Top of Data

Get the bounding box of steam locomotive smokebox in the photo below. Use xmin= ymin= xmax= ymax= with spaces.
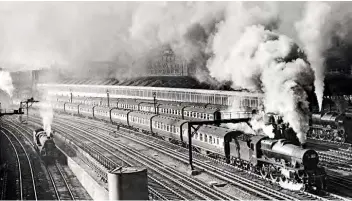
xmin=108 ymin=166 xmax=148 ymax=200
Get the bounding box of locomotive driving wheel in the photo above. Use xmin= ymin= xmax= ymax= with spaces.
xmin=260 ymin=165 xmax=269 ymax=178
xmin=269 ymin=165 xmax=280 ymax=182
xmin=335 ymin=130 xmax=346 ymax=143
xmin=296 ymin=171 xmax=308 ymax=183
xmin=325 ymin=130 xmax=334 ymax=141
xmin=318 ymin=130 xmax=325 ymax=140
xmin=310 ymin=129 xmax=318 ymax=139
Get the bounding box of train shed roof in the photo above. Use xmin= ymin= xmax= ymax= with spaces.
xmin=45 ymin=76 xmax=250 ymax=92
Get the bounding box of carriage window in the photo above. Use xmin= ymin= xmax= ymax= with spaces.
xmin=209 ymin=136 xmax=213 ymax=144
xmin=200 ymin=133 xmax=203 ymax=141
xmin=176 ymin=128 xmax=179 ymax=134
xmin=217 ymin=138 xmax=220 ymax=145
xmin=194 ymin=133 xmax=198 ymax=139
xmin=205 ymin=134 xmax=208 ymax=143
xmin=167 ymin=125 xmax=170 ymax=132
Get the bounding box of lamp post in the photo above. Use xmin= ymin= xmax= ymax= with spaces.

Bottom of Data

__Task to carry out__
Word for word, restate all of the records. Exclude the pictures.

__The answer__
Get the bounding box of steam locomotive smokebox in the photo below. Use xmin= ymin= xmax= ymax= with spaces.
xmin=108 ymin=166 xmax=148 ymax=200
Get the bounding box of locomotive driving wheel in the photo above. Use xmin= ymin= xmax= ymax= with spaces.
xmin=260 ymin=165 xmax=269 ymax=178
xmin=269 ymin=165 xmax=280 ymax=182
xmin=335 ymin=130 xmax=346 ymax=143
xmin=296 ymin=171 xmax=308 ymax=183
xmin=325 ymin=130 xmax=334 ymax=141
xmin=318 ymin=130 xmax=325 ymax=140
xmin=310 ymin=129 xmax=318 ymax=139
Get the bounding box of train shed roof in the photo above. Use xmin= ymin= xmax= ymax= with spaces.
xmin=45 ymin=76 xmax=250 ymax=92
Get the bounding box of carriage window in the photo above. Use xmin= ymin= xmax= ymax= with spaces.
xmin=209 ymin=136 xmax=213 ymax=144
xmin=200 ymin=133 xmax=203 ymax=141
xmin=176 ymin=128 xmax=179 ymax=134
xmin=217 ymin=138 xmax=220 ymax=145
xmin=194 ymin=133 xmax=198 ymax=139
xmin=205 ymin=134 xmax=208 ymax=143
xmin=167 ymin=125 xmax=170 ymax=132
Get the bounding box of lamp post in the photo above. Use xmin= ymin= xmax= ymax= with spaces.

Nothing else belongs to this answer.